** Start of SUPPLIED MATERIAL **

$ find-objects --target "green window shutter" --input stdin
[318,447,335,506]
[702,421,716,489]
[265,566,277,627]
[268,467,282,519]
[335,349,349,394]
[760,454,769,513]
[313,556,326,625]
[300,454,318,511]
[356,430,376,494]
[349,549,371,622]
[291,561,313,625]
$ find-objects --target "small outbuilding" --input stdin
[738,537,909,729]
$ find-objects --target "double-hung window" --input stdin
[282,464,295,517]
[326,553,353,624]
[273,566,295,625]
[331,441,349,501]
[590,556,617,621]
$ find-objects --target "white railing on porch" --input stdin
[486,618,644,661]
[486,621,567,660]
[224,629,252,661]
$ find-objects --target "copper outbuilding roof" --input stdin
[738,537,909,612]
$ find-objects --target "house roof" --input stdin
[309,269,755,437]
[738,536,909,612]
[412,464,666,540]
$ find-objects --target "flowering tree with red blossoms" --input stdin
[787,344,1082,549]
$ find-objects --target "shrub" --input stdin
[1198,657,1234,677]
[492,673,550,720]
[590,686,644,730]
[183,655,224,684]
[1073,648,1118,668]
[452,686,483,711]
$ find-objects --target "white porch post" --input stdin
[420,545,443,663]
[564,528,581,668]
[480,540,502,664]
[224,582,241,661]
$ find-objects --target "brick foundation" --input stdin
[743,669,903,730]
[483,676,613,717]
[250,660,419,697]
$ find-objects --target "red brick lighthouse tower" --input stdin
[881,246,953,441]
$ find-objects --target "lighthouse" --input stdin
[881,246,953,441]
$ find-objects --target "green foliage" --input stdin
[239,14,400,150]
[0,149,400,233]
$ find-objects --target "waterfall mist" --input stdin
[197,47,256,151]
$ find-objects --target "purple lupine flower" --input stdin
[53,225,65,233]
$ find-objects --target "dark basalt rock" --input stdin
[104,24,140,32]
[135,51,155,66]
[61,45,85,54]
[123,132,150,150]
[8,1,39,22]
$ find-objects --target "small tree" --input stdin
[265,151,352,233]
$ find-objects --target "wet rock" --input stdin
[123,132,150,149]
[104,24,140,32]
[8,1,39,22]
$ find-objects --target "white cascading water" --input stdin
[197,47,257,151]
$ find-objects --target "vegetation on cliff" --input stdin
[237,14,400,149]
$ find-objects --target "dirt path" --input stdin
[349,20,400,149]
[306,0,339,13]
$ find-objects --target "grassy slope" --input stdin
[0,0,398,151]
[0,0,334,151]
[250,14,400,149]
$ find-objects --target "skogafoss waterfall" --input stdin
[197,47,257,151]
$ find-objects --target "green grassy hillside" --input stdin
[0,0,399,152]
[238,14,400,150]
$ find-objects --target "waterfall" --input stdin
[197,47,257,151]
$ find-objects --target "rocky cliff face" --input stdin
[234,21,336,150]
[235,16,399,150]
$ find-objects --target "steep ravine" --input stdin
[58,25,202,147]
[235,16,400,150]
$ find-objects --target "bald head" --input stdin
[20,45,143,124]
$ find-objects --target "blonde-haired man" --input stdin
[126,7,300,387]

** End of SUPPLIED MATERIAL **

▶ EXERCISE AIM
Arrange all of the records above as a numbered list, omitting any blank lines.

▶ RESPONSE TO THE EXERCISE
1. $ find-objects --target "green window shutter" --input stdin
2. [318,447,335,506]
3. [702,421,716,489]
4. [265,566,277,627]
5. [268,467,282,519]
6. [335,349,349,394]
7. [760,454,769,513]
8. [313,556,326,625]
9. [300,454,318,511]
10. [356,430,376,494]
11. [349,549,371,622]
12. [291,561,313,625]
13. $ find-objects --target "small outbuilding" --input stdin
14. [738,537,909,729]
15. $ find-objects --target "double-hung window" --input stdin
16. [282,464,295,517]
17. [326,553,353,624]
18. [273,566,295,625]
19. [331,441,349,501]
20. [590,556,617,621]
21. $ find-objects --target "white railing on porch" --input stdin
22. [486,618,644,661]
23. [486,621,567,660]
24. [224,629,252,661]
25. $ find-objects --target "copper outbuilding roof" --input stdin
26. [738,537,909,612]
27. $ find-objects --target "house roof" --input stdin
28. [309,269,755,437]
29. [738,536,909,612]
30. [412,464,666,540]
31. $ find-objects --target "flowering tree with red blossoms" --input stdin
32. [787,344,1082,549]
33. $ find-objects --target "shrub" --input stdin
34. [1198,657,1234,677]
35. [492,673,550,720]
36. [590,686,644,730]
37. [183,655,224,684]
38. [1073,648,1118,668]
39. [452,686,483,711]
40. $ find-objects --target "white porch post" --input stdin
41. [420,545,443,663]
42. [564,528,581,668]
43. [480,540,502,664]
44. [224,582,241,661]
45. $ find-objects --target "brick foundation" --input stdin
46. [743,669,903,730]
47. [483,676,613,717]
48. [250,660,419,697]
49. $ find-objects --target "red brick lighthouse tower" --input stdin
50. [881,246,953,441]
51. $ find-objects --target "lighthouse" --input stdin
52. [881,246,953,441]
53. $ find-objects --target "green foliage" --input stdin
54. [239,14,400,150]
55. [0,149,400,233]
56. $ find-objects --target "waterfall mist" --input stdin
57. [197,47,256,151]
58. $ find-objects --target "purple lupine flower" --input stdin
59. [53,225,65,233]
60. $ find-objects --target "dark basalt rock" --input stdin
61. [104,24,140,32]
62. [135,51,155,66]
63. [61,45,85,54]
64. [123,132,150,150]
65. [8,1,39,22]
66. $ find-objects --target "small tree" --input stdin
67. [265,151,352,233]
68. $ find-objects --target "wet rock" --input stdin
69. [123,132,150,149]
70. [104,24,140,32]
71. [8,1,39,22]
72. $ find-objects --target "white cascading water" --input stdin
73. [197,47,257,151]
74. $ find-objects --target "vegetation on cliff" --input stdin
75. [237,14,400,149]
76. $ find-objects --target "dirt path" --input stdin
77. [349,20,400,149]
78. [306,0,339,13]
79. $ find-objects --target "grassy slope" --input stdin
80. [0,0,398,151]
81. [0,0,334,151]
82. [250,14,400,149]
83. $ find-objects --target "skogafoss waterfall" --input stdin
84. [197,47,257,151]
85. $ find-objects --target "green grassy hillside" --input stdin
86. [0,0,399,152]
87. [238,14,400,150]
88. $ find-objects --target "waterfall" --input stdin
89. [197,47,257,151]
90. $ find-objects --target "rocky cliff face" --input stdin
91. [234,21,336,150]
92. [235,16,399,150]
93. $ find-objects --target "steep ravine" --input stdin
94. [58,25,202,147]
95. [235,16,400,150]
96. $ find-objects --target "bald head" --input stdin
97. [20,45,143,124]
98. $ find-objects --target "blonde-haired man" --input stdin
99. [126,7,300,387]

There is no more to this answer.